Consigne de l'exercice | Extrayez telles quelles les lignes qui vont du début des données jusqu'à la ligne contenant « 394 103 L 392 », celle-ci comprise.

(Données de segmentation des régions)

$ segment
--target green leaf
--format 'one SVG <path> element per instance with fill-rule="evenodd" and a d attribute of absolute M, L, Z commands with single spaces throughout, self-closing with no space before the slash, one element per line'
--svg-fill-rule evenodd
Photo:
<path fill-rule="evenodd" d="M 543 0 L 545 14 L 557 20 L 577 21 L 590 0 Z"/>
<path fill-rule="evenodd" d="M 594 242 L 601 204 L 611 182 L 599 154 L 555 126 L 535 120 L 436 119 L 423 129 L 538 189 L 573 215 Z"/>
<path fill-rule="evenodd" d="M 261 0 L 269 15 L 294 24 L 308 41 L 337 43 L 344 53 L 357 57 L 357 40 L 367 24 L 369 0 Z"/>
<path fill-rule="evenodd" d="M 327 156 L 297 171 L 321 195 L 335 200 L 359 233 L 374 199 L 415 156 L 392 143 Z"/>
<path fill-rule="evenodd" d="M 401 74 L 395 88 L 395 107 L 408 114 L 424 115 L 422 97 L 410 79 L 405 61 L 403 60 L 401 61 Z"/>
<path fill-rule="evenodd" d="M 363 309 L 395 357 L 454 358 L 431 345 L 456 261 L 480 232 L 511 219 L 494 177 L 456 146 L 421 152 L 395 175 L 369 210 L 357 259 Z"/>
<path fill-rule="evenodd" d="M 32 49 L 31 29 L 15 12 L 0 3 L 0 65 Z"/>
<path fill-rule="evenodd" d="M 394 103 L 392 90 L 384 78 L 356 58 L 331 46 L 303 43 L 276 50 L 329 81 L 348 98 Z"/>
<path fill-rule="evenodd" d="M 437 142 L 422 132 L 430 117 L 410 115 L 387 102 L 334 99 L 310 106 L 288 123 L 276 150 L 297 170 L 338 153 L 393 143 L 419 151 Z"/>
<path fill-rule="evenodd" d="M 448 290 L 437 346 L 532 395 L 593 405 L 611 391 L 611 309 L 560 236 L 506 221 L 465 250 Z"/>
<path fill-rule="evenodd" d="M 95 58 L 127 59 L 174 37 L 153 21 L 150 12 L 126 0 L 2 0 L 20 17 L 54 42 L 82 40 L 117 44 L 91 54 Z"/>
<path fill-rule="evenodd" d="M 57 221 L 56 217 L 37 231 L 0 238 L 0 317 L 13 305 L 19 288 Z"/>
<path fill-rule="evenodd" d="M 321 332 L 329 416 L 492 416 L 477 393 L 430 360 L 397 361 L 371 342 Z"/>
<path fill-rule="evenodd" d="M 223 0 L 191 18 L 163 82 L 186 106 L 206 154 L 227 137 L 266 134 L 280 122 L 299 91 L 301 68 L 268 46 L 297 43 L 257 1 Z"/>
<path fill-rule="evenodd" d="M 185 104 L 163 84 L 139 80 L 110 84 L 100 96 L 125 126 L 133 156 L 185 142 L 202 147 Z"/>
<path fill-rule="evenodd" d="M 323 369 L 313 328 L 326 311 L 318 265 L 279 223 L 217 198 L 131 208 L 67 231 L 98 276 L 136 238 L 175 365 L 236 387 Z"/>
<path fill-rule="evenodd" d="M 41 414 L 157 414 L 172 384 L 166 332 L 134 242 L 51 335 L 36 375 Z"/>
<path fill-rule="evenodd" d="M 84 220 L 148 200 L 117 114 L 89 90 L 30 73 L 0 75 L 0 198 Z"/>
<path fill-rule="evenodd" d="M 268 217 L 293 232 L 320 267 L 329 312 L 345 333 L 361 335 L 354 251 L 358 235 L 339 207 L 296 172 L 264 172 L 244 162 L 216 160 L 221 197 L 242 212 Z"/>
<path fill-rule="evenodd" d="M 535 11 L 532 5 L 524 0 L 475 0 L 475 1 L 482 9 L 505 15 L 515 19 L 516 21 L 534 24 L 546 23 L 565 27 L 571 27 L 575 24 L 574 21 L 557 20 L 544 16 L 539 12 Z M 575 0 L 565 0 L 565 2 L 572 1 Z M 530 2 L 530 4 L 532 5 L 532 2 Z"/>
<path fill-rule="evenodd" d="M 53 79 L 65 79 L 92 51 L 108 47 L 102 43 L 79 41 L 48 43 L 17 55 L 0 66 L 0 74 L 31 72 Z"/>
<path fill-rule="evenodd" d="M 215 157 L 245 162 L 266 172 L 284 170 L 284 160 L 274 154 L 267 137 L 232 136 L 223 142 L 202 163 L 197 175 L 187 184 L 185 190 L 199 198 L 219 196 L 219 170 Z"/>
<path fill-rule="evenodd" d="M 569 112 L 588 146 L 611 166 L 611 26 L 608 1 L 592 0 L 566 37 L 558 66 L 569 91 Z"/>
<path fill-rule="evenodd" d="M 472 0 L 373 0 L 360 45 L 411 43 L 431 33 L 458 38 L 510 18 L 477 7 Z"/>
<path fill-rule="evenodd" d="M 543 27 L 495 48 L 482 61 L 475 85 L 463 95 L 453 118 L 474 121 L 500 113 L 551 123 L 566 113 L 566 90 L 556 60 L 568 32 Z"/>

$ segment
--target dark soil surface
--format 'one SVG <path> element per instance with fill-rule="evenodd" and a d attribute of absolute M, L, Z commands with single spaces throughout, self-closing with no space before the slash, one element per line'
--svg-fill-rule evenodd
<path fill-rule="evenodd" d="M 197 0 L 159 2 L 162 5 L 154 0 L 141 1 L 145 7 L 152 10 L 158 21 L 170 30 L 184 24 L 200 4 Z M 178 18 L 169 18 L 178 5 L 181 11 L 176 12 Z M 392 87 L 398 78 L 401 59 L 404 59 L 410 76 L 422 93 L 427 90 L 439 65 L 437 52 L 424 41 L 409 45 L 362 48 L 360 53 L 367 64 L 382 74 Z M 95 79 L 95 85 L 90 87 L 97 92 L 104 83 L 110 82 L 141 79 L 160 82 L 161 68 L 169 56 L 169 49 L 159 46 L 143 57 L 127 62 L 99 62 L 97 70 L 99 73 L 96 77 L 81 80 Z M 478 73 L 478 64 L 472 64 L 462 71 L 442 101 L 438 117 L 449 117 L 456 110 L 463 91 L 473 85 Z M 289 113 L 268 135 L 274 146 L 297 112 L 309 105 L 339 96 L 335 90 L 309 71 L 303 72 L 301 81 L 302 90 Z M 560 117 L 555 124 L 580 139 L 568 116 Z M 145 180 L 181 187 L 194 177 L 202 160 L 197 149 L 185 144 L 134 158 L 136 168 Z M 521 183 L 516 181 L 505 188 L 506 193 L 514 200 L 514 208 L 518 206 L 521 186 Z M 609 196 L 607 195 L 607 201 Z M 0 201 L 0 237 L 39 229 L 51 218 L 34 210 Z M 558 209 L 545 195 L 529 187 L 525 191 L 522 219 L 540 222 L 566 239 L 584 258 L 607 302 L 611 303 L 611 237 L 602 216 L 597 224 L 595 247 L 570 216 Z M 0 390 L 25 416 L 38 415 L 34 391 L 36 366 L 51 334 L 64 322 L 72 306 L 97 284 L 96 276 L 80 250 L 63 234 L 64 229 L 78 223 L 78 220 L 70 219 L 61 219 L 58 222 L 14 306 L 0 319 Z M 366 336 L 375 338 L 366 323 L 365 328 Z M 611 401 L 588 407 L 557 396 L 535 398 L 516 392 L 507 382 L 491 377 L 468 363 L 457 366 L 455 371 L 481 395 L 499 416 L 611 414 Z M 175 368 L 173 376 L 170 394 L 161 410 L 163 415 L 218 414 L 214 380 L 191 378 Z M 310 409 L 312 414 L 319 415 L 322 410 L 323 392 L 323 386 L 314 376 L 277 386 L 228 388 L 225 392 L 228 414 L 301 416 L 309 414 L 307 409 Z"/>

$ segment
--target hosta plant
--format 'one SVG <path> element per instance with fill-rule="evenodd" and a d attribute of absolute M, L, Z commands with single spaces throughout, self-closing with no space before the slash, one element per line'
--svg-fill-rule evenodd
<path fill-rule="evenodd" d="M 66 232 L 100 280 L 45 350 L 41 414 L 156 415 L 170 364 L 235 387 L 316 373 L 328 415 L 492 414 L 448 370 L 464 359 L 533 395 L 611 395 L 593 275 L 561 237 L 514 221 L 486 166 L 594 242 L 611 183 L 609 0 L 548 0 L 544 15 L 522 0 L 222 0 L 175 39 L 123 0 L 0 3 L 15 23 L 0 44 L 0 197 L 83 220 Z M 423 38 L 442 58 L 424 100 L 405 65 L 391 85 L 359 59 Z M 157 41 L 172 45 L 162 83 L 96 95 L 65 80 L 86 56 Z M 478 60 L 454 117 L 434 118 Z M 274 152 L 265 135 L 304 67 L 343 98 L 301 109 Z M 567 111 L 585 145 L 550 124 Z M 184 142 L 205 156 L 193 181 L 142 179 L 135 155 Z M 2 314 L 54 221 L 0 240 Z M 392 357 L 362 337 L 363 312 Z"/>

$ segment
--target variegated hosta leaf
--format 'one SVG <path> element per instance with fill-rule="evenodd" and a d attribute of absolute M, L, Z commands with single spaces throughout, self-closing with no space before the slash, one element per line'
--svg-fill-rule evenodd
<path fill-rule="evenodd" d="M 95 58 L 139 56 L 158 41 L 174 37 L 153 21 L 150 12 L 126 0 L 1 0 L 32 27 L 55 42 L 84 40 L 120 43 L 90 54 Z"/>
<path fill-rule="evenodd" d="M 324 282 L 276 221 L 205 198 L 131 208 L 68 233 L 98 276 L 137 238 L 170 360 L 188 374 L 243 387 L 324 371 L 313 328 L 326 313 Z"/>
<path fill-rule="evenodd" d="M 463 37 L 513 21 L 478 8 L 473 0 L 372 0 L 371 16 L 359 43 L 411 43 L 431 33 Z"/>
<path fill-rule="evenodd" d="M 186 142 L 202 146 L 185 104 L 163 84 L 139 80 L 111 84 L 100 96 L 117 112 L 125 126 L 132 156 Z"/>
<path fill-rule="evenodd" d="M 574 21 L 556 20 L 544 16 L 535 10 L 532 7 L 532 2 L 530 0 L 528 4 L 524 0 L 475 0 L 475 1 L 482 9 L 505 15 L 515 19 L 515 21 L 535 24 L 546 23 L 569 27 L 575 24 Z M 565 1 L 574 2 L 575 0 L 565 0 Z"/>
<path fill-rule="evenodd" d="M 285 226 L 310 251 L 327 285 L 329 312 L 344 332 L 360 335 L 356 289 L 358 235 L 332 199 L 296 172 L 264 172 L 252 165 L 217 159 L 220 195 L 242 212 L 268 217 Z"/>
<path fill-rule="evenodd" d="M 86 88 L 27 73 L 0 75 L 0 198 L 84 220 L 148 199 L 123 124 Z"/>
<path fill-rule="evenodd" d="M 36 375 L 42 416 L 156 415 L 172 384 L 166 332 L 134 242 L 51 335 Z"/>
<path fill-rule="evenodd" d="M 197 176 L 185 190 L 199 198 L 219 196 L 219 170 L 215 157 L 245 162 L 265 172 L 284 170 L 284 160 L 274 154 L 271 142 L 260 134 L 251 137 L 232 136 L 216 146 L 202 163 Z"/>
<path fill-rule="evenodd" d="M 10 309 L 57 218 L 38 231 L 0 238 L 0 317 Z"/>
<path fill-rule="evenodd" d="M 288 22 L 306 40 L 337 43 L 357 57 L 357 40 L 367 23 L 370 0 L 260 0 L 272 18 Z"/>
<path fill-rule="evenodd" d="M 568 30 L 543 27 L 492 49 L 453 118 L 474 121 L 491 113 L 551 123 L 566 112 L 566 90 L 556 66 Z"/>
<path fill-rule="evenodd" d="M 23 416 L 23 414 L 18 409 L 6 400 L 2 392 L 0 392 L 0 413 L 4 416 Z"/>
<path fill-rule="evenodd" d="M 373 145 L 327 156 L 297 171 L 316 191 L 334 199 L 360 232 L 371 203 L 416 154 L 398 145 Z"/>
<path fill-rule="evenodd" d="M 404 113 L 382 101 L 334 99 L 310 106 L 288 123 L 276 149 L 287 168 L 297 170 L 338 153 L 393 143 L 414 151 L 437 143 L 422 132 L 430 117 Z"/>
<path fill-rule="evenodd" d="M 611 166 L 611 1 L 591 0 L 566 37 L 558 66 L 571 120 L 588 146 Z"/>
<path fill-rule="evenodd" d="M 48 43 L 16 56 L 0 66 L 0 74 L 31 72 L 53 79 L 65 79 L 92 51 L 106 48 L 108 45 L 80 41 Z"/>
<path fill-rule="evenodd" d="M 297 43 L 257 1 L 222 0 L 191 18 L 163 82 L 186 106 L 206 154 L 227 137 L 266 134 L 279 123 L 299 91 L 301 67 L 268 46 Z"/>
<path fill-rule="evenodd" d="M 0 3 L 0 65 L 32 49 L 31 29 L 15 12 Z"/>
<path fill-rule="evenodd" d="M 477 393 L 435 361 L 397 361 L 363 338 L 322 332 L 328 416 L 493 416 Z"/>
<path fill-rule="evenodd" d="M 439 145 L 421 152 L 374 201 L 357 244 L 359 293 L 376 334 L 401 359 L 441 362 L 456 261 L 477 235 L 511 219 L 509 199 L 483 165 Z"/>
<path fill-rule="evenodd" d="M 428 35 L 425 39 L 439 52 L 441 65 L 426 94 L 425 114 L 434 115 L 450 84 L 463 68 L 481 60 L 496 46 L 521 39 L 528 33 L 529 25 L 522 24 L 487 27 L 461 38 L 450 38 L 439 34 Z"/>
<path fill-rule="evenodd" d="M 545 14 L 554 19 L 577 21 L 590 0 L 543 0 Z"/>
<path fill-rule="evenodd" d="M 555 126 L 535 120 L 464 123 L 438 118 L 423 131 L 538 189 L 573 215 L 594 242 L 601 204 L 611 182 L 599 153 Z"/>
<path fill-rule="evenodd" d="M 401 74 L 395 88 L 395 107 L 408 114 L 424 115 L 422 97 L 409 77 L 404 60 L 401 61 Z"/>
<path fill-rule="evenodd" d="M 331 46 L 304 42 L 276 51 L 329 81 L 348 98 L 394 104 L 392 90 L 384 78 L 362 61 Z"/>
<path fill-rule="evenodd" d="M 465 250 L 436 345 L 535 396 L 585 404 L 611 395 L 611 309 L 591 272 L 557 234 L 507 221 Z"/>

Réponse attendue |
$ segment
--target green leaf
--format 'one SVG <path> element per instance with fill-rule="evenodd" and a d attribute of absolute M, L, Z commands with single spaces throughout, self-closing with no space before the slash, one element per line'
--svg-fill-rule evenodd
Photo:
<path fill-rule="evenodd" d="M 543 0 L 545 14 L 557 20 L 577 21 L 590 0 Z"/>
<path fill-rule="evenodd" d="M 594 242 L 601 204 L 611 182 L 599 154 L 555 126 L 535 120 L 436 119 L 423 129 L 538 189 L 573 215 Z"/>
<path fill-rule="evenodd" d="M 261 0 L 269 15 L 294 24 L 308 41 L 337 43 L 344 53 L 357 57 L 357 40 L 367 24 L 369 0 Z"/>
<path fill-rule="evenodd" d="M 327 156 L 297 171 L 321 195 L 335 200 L 359 233 L 374 199 L 415 156 L 392 143 Z"/>
<path fill-rule="evenodd" d="M 401 74 L 395 88 L 395 107 L 408 114 L 424 115 L 422 97 L 410 79 L 405 61 L 403 60 L 401 61 Z"/>
<path fill-rule="evenodd" d="M 363 309 L 395 357 L 454 358 L 431 345 L 456 261 L 480 232 L 511 219 L 494 177 L 456 146 L 421 152 L 395 175 L 369 210 L 357 259 Z"/>
<path fill-rule="evenodd" d="M 32 49 L 31 29 L 15 12 L 0 3 L 0 65 Z"/>
<path fill-rule="evenodd" d="M 394 103 L 392 90 L 384 78 L 356 58 L 331 46 L 303 43 L 276 50 L 329 81 L 348 98 Z"/>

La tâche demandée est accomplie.